[[ DATA PROVIDED open ]]

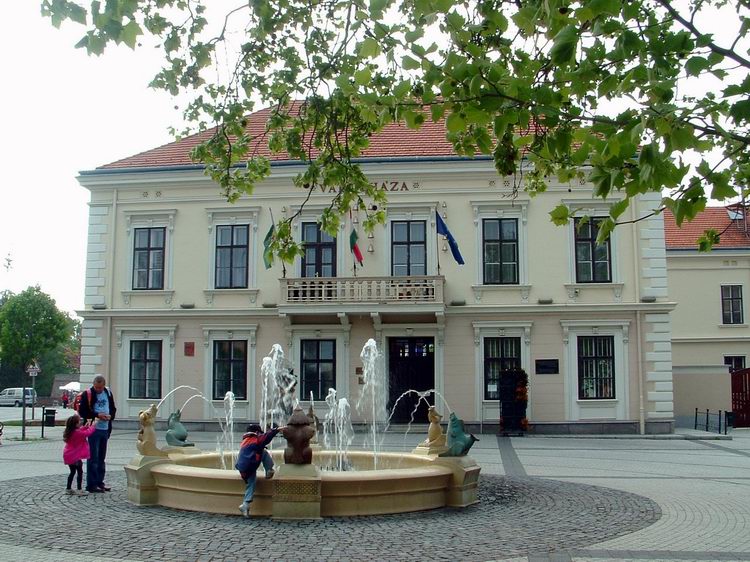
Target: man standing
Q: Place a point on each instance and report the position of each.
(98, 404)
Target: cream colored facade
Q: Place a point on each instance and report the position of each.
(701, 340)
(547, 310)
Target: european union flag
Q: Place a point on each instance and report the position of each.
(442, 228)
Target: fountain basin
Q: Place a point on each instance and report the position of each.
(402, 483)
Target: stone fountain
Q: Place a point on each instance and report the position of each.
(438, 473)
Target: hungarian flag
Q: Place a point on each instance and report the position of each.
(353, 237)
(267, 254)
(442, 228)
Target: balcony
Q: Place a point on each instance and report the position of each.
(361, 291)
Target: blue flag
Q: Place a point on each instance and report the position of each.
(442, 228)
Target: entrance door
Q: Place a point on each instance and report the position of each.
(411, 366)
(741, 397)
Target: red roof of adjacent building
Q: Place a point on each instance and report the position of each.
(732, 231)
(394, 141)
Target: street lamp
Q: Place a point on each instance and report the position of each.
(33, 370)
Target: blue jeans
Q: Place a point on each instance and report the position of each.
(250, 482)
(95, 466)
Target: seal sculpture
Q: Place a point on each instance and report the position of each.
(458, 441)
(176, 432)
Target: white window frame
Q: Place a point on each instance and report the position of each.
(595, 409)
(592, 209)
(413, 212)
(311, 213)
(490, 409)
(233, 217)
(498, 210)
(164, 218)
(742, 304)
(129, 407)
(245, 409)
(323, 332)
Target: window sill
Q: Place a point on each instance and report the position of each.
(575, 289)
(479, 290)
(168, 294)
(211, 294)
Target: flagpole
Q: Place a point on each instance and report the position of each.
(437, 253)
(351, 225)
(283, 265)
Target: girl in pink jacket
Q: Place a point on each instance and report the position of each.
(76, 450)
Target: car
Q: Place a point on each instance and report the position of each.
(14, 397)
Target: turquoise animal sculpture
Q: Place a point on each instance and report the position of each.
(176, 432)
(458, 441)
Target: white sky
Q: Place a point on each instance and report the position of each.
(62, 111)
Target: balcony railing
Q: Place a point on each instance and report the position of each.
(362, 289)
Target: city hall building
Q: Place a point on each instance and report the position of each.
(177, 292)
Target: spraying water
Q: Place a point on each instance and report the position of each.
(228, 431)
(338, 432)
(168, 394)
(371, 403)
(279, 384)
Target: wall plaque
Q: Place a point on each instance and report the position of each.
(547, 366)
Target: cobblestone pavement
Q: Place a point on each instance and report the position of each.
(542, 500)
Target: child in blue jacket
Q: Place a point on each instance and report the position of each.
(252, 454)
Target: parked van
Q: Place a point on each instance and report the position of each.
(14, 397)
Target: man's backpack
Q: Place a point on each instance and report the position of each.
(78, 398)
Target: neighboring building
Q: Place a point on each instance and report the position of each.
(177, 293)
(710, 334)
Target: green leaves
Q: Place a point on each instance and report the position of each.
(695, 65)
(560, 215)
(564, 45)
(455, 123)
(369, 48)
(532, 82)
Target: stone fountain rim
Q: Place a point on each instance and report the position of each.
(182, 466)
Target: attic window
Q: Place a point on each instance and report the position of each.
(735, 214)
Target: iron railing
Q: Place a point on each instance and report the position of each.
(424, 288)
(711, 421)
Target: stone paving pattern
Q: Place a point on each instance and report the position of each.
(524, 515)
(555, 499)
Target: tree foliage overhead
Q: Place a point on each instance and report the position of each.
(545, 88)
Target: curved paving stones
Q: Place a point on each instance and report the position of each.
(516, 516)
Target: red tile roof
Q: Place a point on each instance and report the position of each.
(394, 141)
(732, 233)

[[ DATA PROVIDED closed ]]

§ **ACTIVITY**
The expected output is the lines from the one holding "Target: curved paving stones" through the last line of the data, exactly as they appear, with nothing before or after.

§ **RESULT OF THIS TASK**
Target: curved paving stones
Q: Place a point on each instance and report the position of each.
(516, 516)
Target: red tile roof
Q: Place a point on each instance and report the position of each.
(394, 141)
(732, 233)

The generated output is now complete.